■ DIRECTIONS ■
Write out each line of the items below, character for character.

+++

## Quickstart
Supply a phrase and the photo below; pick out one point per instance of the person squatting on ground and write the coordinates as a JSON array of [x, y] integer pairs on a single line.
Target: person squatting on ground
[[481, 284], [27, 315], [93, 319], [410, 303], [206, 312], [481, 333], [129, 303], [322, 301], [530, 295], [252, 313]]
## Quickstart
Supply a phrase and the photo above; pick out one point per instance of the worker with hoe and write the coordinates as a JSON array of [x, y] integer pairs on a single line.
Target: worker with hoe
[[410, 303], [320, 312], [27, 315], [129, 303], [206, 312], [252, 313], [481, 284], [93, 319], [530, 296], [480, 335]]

+++

■ RESULT OF THIS EXERCISE ■
## Quickstart
Supply a phrase and the photo below; pick out one point per instance of the person squatting on ground and write the coordinates as a JSON array of [x, y] integer pairs on a single line.
Target: person squatting on ground
[[481, 284], [27, 315], [93, 319], [410, 303], [206, 312], [481, 333], [129, 303], [322, 301], [530, 295], [252, 313]]
## Quickstart
Supply a phrase and the photo above; pick out one point per instance of the worker with hoe and write the coordinates as a JSON array of [x, y] integer pairs on a single line.
Target: worker with hoe
[[410, 303], [320, 312], [27, 315], [129, 303], [206, 312], [252, 313], [481, 284], [93, 319], [530, 296], [480, 335]]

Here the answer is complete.